WHAT TO PRODUCE: In the material below, please rewrite the stretch from the line containing "throat, one per instance" through the end, substituting "blossom" for every "flower" and leaving everything else unchanged.

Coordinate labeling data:
+ + + + +

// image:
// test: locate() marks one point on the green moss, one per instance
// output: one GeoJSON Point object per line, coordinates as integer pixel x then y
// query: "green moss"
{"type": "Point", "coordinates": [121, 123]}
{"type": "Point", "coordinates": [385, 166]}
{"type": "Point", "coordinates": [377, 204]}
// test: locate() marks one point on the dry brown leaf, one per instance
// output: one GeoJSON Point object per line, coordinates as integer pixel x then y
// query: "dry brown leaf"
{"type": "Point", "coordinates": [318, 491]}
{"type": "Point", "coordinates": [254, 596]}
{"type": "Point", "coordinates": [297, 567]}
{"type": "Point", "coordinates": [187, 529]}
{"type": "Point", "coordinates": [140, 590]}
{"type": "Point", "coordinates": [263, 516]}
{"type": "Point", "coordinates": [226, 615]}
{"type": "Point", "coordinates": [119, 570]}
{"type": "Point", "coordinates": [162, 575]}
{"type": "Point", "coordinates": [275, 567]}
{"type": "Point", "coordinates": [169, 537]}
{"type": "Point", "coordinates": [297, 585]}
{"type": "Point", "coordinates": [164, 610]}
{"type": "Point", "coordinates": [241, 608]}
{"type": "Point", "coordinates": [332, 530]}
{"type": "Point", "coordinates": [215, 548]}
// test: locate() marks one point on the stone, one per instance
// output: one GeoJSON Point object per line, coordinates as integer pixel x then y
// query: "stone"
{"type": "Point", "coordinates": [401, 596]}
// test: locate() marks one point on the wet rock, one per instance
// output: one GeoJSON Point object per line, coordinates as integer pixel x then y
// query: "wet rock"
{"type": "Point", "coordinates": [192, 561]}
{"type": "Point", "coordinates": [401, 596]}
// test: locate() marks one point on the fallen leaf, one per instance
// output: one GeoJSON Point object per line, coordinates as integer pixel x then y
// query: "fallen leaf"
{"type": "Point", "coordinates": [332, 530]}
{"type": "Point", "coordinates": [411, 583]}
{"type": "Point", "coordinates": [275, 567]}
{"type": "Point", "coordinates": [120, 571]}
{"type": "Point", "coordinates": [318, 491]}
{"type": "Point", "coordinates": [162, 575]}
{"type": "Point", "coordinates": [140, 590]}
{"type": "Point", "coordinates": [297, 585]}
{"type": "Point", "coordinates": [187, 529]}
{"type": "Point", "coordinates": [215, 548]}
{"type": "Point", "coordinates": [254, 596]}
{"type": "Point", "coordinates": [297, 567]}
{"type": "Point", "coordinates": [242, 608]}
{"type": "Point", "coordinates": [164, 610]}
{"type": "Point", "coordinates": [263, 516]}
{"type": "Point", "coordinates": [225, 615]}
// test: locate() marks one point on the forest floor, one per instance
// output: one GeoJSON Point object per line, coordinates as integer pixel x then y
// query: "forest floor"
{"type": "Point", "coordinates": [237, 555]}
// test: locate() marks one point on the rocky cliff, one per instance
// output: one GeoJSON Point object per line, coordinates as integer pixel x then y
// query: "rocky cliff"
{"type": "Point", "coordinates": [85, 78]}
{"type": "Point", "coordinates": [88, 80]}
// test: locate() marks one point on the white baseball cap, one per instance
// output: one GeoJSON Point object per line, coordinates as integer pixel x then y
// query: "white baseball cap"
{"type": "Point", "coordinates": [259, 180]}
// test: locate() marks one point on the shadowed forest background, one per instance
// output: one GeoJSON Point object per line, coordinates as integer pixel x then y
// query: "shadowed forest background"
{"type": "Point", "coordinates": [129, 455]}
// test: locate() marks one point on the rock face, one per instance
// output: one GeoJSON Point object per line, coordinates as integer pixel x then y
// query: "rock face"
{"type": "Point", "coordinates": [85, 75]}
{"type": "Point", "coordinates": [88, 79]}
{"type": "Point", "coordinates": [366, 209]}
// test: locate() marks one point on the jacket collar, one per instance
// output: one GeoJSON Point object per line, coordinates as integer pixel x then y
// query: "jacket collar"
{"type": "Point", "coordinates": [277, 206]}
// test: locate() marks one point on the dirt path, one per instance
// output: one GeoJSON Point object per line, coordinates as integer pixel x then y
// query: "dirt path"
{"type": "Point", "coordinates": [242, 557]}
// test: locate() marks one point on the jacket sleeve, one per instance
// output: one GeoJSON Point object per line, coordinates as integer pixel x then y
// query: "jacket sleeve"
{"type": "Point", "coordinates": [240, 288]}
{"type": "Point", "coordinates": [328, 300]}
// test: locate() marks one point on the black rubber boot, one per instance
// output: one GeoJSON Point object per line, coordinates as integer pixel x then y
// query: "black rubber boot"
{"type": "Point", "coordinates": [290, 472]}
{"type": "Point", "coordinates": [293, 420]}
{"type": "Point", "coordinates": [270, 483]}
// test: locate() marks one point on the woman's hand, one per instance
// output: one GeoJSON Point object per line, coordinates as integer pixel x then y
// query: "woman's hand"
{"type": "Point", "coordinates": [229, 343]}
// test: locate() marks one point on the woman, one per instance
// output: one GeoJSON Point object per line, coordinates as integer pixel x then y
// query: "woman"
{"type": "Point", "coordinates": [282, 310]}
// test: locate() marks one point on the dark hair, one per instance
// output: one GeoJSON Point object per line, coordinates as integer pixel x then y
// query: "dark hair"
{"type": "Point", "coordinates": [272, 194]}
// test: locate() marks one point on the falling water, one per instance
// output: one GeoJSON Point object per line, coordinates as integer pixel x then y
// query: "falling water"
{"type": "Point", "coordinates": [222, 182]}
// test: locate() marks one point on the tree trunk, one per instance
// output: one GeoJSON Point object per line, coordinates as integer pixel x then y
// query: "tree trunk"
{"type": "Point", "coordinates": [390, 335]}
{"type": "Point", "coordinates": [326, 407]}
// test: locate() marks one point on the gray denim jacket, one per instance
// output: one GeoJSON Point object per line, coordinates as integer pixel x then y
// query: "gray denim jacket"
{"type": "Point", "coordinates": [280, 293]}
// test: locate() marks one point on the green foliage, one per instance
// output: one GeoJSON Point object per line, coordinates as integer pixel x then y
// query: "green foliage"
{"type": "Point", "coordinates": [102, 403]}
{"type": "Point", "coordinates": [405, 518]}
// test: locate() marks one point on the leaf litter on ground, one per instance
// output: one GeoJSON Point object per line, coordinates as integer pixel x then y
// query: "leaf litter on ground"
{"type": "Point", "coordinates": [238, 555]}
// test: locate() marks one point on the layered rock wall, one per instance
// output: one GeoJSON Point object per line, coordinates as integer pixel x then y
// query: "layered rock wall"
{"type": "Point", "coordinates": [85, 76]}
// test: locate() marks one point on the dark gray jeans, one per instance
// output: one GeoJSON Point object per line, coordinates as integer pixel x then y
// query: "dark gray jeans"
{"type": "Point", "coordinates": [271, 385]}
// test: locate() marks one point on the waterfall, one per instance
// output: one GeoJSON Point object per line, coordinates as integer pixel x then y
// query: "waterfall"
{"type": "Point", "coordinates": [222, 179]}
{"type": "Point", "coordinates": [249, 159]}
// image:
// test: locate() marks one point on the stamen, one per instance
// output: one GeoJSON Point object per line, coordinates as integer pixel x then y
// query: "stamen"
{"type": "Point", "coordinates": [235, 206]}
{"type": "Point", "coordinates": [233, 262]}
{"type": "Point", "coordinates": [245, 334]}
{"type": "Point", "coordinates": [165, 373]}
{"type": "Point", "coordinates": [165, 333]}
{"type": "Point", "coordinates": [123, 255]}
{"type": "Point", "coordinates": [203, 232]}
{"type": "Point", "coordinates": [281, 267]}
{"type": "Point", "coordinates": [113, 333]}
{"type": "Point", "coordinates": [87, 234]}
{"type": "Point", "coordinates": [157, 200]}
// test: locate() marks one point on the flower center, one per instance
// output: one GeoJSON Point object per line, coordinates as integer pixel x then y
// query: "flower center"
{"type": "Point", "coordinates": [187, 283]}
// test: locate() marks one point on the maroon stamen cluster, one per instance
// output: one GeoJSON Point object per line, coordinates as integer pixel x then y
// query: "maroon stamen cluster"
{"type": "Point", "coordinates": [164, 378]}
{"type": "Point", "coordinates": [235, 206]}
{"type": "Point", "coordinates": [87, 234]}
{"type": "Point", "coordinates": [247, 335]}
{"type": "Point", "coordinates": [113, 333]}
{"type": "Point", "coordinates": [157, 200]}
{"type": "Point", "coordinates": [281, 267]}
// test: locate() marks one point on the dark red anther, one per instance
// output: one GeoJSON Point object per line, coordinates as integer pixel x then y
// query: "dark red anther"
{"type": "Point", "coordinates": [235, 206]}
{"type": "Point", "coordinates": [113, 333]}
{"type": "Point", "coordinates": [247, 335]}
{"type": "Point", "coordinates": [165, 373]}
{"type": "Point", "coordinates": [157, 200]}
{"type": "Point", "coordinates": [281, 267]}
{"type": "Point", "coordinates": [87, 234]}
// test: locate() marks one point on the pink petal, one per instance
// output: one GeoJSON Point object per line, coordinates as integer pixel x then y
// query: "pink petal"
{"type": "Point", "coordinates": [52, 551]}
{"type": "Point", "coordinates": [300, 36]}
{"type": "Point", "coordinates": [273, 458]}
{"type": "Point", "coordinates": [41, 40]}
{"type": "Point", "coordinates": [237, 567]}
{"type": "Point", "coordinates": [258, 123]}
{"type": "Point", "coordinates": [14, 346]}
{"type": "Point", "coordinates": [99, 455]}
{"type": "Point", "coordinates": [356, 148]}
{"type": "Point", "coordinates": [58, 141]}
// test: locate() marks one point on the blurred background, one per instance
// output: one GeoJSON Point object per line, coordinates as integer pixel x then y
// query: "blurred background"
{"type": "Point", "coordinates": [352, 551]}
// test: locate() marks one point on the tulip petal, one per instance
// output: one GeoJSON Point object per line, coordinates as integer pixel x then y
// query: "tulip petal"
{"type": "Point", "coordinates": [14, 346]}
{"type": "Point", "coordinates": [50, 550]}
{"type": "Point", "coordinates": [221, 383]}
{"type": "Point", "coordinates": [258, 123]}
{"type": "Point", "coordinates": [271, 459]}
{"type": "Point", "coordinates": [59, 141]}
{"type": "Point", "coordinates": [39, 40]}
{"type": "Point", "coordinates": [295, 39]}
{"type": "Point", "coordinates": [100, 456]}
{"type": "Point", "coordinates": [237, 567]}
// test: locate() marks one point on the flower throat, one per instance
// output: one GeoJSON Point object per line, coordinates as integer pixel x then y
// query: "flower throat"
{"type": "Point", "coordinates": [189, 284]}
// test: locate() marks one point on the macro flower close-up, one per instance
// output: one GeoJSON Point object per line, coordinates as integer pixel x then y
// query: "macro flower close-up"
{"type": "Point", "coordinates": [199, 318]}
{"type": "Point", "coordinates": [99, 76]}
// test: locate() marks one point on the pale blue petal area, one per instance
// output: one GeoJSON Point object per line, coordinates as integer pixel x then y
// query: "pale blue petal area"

+ + + + +

RESPONSE TO THIS TASK:
// test: locate() marks one point on the blossom throat, one per instance
// output: one GeoJSON Point object per line, coordinates as integer pixel x then y
// query: "blossom throat"
{"type": "Point", "coordinates": [189, 284]}
// test: locate() marks one point on the macro blossom close-up, one per instance
// output: one GeoJSON Point object per line, coordinates as integer pixel x then y
// query: "macro blossom close-up"
{"type": "Point", "coordinates": [199, 318]}
{"type": "Point", "coordinates": [99, 76]}
// test: locate() marks one point on the pale blue petal area, one per instance
// output: one GeoJSON Point object per line, coordinates as integer pixel x then y
// query: "pale blue petal area"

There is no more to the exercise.